● WHAT THE TASK REQUIRES: Whenever a line of the material contains the string "handle", it should be copied.

● THE DATA:
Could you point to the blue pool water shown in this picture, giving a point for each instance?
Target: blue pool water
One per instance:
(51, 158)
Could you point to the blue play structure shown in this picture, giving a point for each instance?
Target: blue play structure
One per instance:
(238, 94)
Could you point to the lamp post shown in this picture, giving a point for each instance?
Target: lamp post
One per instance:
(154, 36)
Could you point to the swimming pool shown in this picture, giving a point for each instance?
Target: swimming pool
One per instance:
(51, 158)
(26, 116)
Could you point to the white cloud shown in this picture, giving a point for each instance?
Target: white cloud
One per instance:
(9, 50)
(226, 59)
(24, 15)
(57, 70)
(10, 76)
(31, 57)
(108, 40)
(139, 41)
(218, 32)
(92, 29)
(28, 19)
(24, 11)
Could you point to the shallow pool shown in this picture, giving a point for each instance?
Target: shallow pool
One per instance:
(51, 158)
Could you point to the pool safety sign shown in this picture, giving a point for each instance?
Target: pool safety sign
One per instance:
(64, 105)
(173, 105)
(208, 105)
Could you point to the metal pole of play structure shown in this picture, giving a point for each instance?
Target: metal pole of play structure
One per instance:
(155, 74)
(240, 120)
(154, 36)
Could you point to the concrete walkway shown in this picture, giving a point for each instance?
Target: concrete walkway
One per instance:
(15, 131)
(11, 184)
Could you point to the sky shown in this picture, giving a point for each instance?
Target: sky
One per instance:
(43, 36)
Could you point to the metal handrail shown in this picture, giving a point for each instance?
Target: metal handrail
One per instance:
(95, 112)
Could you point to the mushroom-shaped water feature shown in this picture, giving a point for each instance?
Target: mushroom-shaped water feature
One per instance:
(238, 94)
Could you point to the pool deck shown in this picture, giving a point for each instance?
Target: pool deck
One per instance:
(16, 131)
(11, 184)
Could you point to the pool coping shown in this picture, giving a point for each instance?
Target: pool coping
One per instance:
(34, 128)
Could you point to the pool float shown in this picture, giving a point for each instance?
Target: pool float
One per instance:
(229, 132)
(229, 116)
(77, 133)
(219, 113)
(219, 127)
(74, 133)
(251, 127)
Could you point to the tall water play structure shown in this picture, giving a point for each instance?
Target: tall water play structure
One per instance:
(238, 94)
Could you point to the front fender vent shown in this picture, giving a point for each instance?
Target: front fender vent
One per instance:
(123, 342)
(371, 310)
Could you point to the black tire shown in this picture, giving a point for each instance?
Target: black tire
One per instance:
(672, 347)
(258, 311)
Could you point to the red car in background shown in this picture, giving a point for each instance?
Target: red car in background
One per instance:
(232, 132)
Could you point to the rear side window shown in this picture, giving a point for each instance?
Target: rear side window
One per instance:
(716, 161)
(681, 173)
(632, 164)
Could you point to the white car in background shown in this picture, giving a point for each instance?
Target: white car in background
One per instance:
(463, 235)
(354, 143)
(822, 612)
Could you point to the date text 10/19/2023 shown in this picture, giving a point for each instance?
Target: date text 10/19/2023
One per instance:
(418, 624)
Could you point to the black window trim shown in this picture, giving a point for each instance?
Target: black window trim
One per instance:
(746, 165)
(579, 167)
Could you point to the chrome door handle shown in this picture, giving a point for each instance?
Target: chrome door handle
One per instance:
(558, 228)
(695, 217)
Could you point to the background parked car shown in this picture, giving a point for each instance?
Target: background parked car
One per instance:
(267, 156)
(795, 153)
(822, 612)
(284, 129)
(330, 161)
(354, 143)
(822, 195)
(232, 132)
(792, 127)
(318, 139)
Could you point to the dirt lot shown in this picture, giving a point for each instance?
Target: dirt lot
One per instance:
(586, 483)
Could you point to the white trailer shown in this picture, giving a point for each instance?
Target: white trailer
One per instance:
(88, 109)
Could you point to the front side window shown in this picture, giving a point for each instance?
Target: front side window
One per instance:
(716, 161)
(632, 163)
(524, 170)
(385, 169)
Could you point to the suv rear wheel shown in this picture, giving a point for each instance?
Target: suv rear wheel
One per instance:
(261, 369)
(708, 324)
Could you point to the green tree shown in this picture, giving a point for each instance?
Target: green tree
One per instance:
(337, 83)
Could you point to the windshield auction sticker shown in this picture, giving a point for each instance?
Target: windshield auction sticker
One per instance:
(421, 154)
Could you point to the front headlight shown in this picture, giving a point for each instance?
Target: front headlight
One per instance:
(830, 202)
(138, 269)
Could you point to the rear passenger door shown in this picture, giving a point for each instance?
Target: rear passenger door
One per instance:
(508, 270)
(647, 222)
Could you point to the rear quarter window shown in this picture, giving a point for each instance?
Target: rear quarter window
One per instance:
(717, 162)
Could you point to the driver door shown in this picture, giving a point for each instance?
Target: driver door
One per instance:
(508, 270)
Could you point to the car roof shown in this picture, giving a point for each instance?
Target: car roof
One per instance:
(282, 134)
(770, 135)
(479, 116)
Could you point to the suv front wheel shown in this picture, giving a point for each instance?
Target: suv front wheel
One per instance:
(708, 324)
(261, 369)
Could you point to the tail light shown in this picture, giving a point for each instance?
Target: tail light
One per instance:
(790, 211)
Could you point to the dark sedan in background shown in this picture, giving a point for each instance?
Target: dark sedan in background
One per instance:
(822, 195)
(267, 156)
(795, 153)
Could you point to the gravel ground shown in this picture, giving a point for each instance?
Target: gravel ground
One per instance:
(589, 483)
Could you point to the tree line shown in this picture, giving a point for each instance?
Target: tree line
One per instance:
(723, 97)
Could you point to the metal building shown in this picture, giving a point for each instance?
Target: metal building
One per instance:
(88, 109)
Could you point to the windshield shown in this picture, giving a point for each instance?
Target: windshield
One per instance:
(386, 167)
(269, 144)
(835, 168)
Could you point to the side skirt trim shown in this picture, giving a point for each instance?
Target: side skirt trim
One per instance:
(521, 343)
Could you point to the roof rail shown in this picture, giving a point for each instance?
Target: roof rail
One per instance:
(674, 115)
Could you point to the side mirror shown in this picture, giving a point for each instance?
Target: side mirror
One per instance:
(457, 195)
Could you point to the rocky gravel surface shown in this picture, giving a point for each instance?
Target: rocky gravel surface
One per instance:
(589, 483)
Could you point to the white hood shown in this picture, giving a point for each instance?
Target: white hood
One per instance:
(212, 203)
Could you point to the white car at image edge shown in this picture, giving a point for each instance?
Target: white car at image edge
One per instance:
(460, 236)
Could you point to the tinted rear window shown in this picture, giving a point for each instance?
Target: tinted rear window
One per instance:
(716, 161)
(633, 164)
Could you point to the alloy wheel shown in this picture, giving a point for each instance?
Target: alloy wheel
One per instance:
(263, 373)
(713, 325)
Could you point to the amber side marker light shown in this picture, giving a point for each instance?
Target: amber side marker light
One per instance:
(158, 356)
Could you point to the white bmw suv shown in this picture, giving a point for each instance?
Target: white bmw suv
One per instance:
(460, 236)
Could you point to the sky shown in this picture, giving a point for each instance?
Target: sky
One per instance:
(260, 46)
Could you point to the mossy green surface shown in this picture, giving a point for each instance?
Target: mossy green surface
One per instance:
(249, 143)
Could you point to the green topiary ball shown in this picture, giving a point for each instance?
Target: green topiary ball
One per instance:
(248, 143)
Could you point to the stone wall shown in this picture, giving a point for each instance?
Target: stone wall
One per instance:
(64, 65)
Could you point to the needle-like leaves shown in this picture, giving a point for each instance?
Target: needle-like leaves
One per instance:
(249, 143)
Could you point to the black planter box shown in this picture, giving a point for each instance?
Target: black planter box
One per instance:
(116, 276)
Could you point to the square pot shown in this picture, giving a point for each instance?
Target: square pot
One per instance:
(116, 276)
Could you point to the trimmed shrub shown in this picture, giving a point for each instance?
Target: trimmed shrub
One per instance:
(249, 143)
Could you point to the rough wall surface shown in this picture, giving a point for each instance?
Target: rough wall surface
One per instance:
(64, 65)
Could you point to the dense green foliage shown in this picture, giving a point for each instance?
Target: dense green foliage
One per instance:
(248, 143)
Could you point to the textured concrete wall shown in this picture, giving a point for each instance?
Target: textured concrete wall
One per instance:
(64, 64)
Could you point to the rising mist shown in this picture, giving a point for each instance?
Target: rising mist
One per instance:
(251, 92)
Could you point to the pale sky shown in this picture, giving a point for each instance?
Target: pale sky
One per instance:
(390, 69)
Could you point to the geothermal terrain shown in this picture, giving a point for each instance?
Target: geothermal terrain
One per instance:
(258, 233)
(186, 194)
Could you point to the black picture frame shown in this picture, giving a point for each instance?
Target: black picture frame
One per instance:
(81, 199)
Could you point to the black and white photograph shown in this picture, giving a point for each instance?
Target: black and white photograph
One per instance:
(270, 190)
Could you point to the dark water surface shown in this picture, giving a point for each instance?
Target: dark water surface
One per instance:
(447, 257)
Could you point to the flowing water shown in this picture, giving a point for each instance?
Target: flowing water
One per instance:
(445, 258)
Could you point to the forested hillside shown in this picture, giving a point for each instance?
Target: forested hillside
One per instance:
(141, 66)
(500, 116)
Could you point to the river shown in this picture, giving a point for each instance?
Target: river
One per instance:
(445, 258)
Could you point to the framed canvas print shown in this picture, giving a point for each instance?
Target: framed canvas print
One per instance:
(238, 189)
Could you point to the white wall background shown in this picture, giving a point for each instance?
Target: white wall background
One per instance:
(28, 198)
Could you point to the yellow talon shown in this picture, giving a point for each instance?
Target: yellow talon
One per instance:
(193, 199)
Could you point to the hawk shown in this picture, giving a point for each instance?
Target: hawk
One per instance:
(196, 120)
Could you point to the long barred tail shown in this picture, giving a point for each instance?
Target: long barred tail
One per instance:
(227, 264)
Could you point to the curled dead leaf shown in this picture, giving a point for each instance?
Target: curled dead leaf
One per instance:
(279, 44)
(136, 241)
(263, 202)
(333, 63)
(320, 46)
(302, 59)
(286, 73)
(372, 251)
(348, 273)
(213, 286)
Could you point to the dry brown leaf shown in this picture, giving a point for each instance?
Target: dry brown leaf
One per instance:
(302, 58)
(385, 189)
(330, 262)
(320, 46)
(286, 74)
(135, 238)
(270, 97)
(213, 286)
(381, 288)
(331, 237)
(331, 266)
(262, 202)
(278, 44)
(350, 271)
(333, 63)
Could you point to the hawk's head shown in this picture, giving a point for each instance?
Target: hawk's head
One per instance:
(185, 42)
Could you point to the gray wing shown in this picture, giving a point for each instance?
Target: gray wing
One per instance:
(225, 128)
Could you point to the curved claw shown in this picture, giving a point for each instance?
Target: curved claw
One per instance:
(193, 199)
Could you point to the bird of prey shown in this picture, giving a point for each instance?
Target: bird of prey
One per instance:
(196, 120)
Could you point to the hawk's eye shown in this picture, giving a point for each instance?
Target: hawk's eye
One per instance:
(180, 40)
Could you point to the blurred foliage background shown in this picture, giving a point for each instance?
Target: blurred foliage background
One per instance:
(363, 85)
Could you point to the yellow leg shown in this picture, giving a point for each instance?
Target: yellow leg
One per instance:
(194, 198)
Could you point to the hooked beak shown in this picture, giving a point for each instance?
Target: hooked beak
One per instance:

● EXPECTED ANSWER:
Could you point to the chrome door handle shown in this picture, giving a point for each instance?
Target: chrome door handle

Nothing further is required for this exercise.